◆ EXCERPTED RECORDS
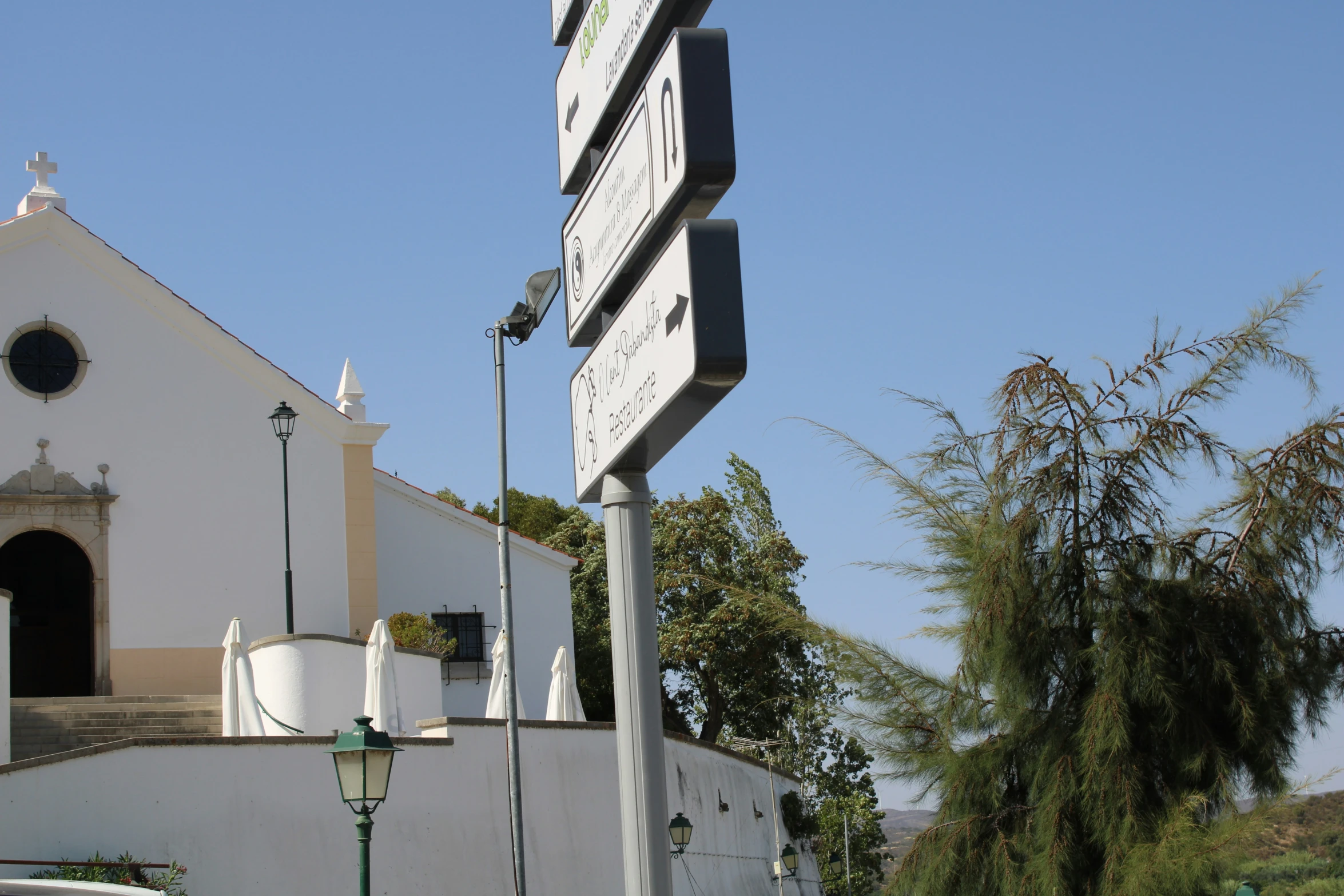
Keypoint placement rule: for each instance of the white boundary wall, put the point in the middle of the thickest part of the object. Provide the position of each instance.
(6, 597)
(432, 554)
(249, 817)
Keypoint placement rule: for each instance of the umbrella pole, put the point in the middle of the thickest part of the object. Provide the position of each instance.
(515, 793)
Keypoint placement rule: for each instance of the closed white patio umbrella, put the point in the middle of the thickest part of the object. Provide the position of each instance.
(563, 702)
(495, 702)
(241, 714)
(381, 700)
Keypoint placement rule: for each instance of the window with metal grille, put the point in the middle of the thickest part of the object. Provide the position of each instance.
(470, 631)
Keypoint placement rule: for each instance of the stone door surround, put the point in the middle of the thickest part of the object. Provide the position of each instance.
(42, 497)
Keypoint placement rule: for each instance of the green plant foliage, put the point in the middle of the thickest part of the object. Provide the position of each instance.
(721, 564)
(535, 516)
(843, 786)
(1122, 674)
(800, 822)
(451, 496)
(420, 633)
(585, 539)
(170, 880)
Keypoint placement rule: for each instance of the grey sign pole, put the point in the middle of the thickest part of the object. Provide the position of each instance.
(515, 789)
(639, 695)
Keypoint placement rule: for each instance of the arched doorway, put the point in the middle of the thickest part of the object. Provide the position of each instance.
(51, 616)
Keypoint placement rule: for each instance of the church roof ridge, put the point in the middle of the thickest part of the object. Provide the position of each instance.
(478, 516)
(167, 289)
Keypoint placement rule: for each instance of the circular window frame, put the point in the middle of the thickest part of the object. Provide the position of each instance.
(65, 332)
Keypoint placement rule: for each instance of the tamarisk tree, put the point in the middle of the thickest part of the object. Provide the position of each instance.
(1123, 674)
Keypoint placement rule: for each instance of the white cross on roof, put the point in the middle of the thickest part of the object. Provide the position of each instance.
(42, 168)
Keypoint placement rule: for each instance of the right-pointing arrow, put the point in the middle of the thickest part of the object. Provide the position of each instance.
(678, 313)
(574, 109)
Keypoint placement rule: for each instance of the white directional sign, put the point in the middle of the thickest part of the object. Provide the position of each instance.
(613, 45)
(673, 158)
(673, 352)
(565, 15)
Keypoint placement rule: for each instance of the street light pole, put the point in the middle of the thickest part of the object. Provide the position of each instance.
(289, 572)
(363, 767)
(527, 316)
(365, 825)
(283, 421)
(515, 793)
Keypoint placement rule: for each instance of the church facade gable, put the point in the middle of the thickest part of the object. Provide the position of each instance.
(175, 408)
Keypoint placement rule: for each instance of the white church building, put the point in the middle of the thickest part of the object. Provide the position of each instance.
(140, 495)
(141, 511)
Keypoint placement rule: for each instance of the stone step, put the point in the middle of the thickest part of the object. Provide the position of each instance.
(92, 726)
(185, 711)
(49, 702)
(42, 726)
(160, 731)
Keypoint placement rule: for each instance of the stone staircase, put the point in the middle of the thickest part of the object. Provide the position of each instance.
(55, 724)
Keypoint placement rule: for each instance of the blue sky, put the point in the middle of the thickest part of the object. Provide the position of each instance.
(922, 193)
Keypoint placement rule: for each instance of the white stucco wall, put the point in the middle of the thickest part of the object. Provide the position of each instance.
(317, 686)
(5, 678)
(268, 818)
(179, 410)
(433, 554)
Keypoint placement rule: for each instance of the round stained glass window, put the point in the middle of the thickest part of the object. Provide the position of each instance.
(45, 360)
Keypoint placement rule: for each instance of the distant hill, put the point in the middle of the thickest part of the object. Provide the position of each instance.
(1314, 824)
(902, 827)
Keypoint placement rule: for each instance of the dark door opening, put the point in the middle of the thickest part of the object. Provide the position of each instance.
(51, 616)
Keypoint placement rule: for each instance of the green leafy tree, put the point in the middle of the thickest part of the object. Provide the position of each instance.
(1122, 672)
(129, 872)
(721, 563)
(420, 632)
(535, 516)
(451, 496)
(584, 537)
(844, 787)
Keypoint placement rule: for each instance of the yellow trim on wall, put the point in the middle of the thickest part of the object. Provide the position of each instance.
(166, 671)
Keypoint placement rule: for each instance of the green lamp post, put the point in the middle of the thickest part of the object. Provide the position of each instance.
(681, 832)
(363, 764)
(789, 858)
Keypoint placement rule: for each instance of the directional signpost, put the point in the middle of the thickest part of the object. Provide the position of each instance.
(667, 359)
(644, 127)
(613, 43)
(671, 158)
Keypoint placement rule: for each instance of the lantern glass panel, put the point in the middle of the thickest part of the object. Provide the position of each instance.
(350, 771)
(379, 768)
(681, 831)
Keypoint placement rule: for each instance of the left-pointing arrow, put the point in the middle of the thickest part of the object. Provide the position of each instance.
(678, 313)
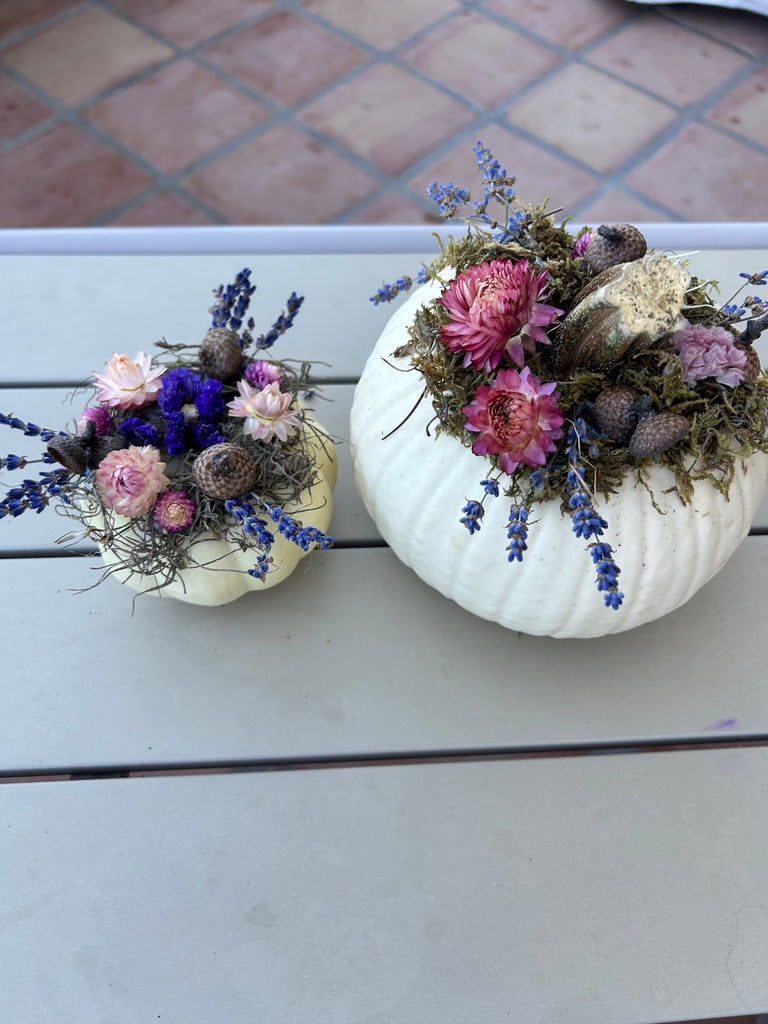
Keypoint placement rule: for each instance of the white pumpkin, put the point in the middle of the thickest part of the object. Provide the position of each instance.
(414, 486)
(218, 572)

◆ HOW TO COMPLETE THIS TASK
Everything in the records above except the pictures is to be reproduced word for word.

◆ EXERCISE OUTPUT
Keypoint placement rule: for each instance of the white boundary wall, put the point in the middle of the thickest part of the object. Provide the position of each instance.
(6, 597)
(432, 554)
(249, 817)
Keypoint placement rule: for each instance of the umbrella pole, put the point in the middle of the thickest part of the object. Provide the position of each instance.
(515, 793)
Keypoint placement rule: for each instance of the closed white patio umbrella, put the point in the middle of the thickest part of the object. Provide the position of each instance.
(563, 702)
(495, 702)
(241, 714)
(381, 700)
Keypoint placement rule: for each instance of the window with metal grille, put the point in the middle of the thickest part of the object. Provide the position of each instance.
(470, 631)
Keypoint placement rule: for each instance of the stone door surround, put the point in the middle of the thickest part of the object. Provide the position of each instance.
(42, 497)
Keypoint placement rule: for each instance of the green plant foliage, put the point in the middle of the thickest part of the object. Provide the position of each instance.
(721, 564)
(535, 516)
(843, 786)
(1122, 674)
(800, 822)
(451, 496)
(420, 633)
(585, 539)
(170, 880)
Keypoint placement rule: for each instance of the grey sign pole, put the point in the middle of the thickest part of the object. Provide the position of each instance.
(515, 789)
(639, 695)
Keypoint placement rule: for each instance of the arched doorway, put the point in the middle of the thickest part of the object. Provide the position of each instance.
(51, 616)
Keypoint placement rule: for each instance of the church roof ridge, put the point in the middle of the thickest part of the object. Provide the position of each instance.
(478, 516)
(167, 289)
Keypoint placement rule: for each instance of the circular window frame, put the point in the middle of the thickest part of the object. Provide the position of each instance.
(65, 332)
Keypoint placement rule: for each instance of the tamarisk tree, put the point in the middle of the thickest part of the object. Provide the position of each instance.
(1123, 674)
Keypoint placement rule: for each instance of the white cross on roof, put the point in the middle of the thickest part of the object. Provide the position of each instance.
(42, 168)
Keypoint placement rule: for each instance of the right-pointing arrow, put the point in the middle of the thickest part of the object. Provide the position of each instance.
(678, 313)
(574, 109)
Keypoint placement rule: for each instance of the white directional sign, put the point in the middle of the thickest part of the object. Provide the position of each instance.
(613, 45)
(673, 158)
(673, 352)
(565, 15)
Keypoint placement rule: for each instance of the street light pole, put the point in the middle of the thickest part of the object. Provide the position of each instance.
(289, 572)
(363, 767)
(527, 316)
(365, 825)
(283, 421)
(515, 793)
Keypoint placement rule: for each instance of the church facade gable, put the point in the middle of the thickest part of the object. Provide the position of each instance.
(175, 408)
Keypoint placement rule: for each instance of the white church building, put the point in the middle of the thickest part of the object. Provide the position of each instance.
(140, 495)
(141, 511)
Keypoint placement rule: for each instance of the stone step, put the point in the middle of the thickest part of the object. Provide the position of each instance.
(92, 726)
(185, 711)
(49, 702)
(42, 726)
(160, 731)
Keypoint placement rule: for each instance of the stone staircase, put the point in the middle of the thickest part of the object. Provide the position of each instance.
(55, 724)
Keypoint placement rule: for each instance of the blue sky, put the point in the middle of the thickest part of the object. Provide the position of each instance.
(922, 193)
Keypoint placement rule: for each instance of the white stucco wall, put the point in the middle of the thickest part of the object. Provide the position of each instance.
(317, 686)
(5, 678)
(268, 818)
(179, 410)
(433, 554)
Keypoint placement rule: for each instance of the round stained glass window, put the point in the middle of the thickest part of the object. Provide the position of each instance.
(45, 360)
Keypoint placement rule: for each instance of the distant hill, put the point in the middle of the thickest part of the object. Provide the position of each instance.
(1314, 824)
(902, 827)
Keypoint placement rule: for each instance of the dark door opening, put the point in the middle of the thickest part of the object. Provide the position of each instance.
(51, 616)
Keypoint placement rule: for each instance of the green leafy tree, put the point in the middle of the thickest part of the object. Provide the position of each instance.
(1122, 672)
(129, 872)
(721, 563)
(420, 632)
(535, 516)
(451, 496)
(584, 537)
(844, 787)
Keypoint placement rule: for each instance of the yellow trim on wall, put the point in the middle of the thickest part of the object. Provide the position of each instance.
(166, 671)
Keypoint placement rule: for each instance of the green lamp post, put the point in the middle of the thickest part of the object. Provide the position of each instance.
(681, 832)
(363, 764)
(789, 858)
Keypoint placement rule: for each instance of the directional signpost, put the point in the middle of the thickest part of the object. Provide the position of each instance.
(667, 359)
(644, 127)
(613, 43)
(671, 158)
Keypoint placement rule: for each instance of the lantern glass panel, put the point in the middle of the thickest part of the object. Provide the position of each instance.
(350, 771)
(379, 768)
(681, 831)
Keypoint placement rule: for each instance of the left-pointing arrow, put the point in the middle of the thickest part of the object. Provide the position of each instance.
(678, 313)
Keypoint placement rule: for each instance of the white pumpkin, put the point in the middle of the thickest part of the object. Provide the position of each instance.
(414, 486)
(218, 572)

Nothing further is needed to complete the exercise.